Required work:
The data is to be set down once more, exactly as it reads.
[Opening Material for this exercise section]
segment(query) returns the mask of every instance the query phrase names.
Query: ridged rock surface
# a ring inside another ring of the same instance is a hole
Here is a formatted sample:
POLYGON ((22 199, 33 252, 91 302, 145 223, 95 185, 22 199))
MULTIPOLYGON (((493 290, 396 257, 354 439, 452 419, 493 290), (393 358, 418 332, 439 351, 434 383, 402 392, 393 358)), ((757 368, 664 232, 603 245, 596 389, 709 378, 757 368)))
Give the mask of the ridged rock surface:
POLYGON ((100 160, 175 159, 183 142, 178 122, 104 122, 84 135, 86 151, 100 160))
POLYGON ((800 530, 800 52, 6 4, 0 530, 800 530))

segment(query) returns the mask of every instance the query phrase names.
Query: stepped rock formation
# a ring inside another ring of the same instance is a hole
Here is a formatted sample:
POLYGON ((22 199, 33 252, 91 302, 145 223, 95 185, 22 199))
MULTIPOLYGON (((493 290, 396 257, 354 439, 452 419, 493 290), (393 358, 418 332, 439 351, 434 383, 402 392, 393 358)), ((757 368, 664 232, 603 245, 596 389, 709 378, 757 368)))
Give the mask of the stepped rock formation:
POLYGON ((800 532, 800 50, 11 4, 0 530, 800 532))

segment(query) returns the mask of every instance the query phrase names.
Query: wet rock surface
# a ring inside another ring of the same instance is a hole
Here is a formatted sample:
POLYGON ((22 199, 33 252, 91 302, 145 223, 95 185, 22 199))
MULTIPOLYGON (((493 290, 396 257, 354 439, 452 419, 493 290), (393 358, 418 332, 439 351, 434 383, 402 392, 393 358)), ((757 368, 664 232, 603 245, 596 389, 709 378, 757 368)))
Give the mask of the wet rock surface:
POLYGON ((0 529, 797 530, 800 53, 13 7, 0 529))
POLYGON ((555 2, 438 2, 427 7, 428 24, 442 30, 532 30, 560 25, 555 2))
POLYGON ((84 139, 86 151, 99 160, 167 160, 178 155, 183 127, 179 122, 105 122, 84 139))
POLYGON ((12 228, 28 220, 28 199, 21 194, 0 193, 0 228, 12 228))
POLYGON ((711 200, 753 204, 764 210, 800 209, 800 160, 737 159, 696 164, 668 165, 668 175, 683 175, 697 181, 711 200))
[Closing Material for this exercise section]
Response to the task:
segment(query) returns the mask of every instance the query phrase names.
Query: ridged rock surface
# a ring inside another ring of the same instance is a hole
Here is a formatted sample:
POLYGON ((22 199, 33 252, 91 302, 145 223, 95 185, 22 199))
MULTIPOLYGON (((493 290, 396 257, 354 439, 452 419, 493 290), (393 358, 418 332, 439 351, 434 383, 402 392, 393 358)), ((757 368, 664 232, 603 245, 596 389, 709 378, 757 368)))
Give the mask of the ridged rock surface:
POLYGON ((100 160, 175 159, 183 142, 178 122, 104 122, 84 135, 86 151, 100 160))
POLYGON ((800 530, 800 52, 6 4, 0 530, 800 530))

segment(query) returns the mask of every instance the query phrase names.
Query: stepped rock formation
# a ring inside another ring of the same instance is a hole
Here is a formatted sample:
POLYGON ((22 199, 33 252, 91 302, 145 223, 95 185, 22 199))
MULTIPOLYGON (((493 290, 396 257, 354 439, 452 419, 493 290), (393 358, 418 332, 439 351, 434 383, 402 392, 393 358)), ((757 368, 664 232, 603 245, 596 389, 709 378, 757 368)))
Give the mask of the stepped rock formation:
POLYGON ((800 532, 800 50, 11 4, 0 530, 800 532))

segment(query) returns the mask of every instance the query phrase names.
Query: wet rock surface
# a ring inside another ring of the same instance is a hole
Here is a formatted sample:
POLYGON ((22 199, 33 252, 91 302, 145 223, 95 185, 22 199))
MULTIPOLYGON (((493 290, 396 257, 354 439, 452 419, 493 290), (393 358, 418 332, 439 351, 434 383, 402 392, 393 358)), ((757 368, 664 232, 603 245, 596 389, 709 378, 757 368)))
Give the mask of the wet rock surface:
POLYGON ((0 529, 797 530, 800 53, 13 7, 0 529))
POLYGON ((555 2, 438 2, 427 7, 428 24, 442 30, 532 30, 560 25, 555 2))
POLYGON ((84 139, 86 151, 99 160, 167 160, 178 155, 183 127, 179 122, 105 122, 84 139))
POLYGON ((12 228, 28 220, 28 199, 21 194, 0 193, 0 228, 12 228))
POLYGON ((711 200, 753 204, 764 210, 800 209, 800 160, 737 159, 696 164, 668 165, 668 175, 683 175, 697 181, 711 200))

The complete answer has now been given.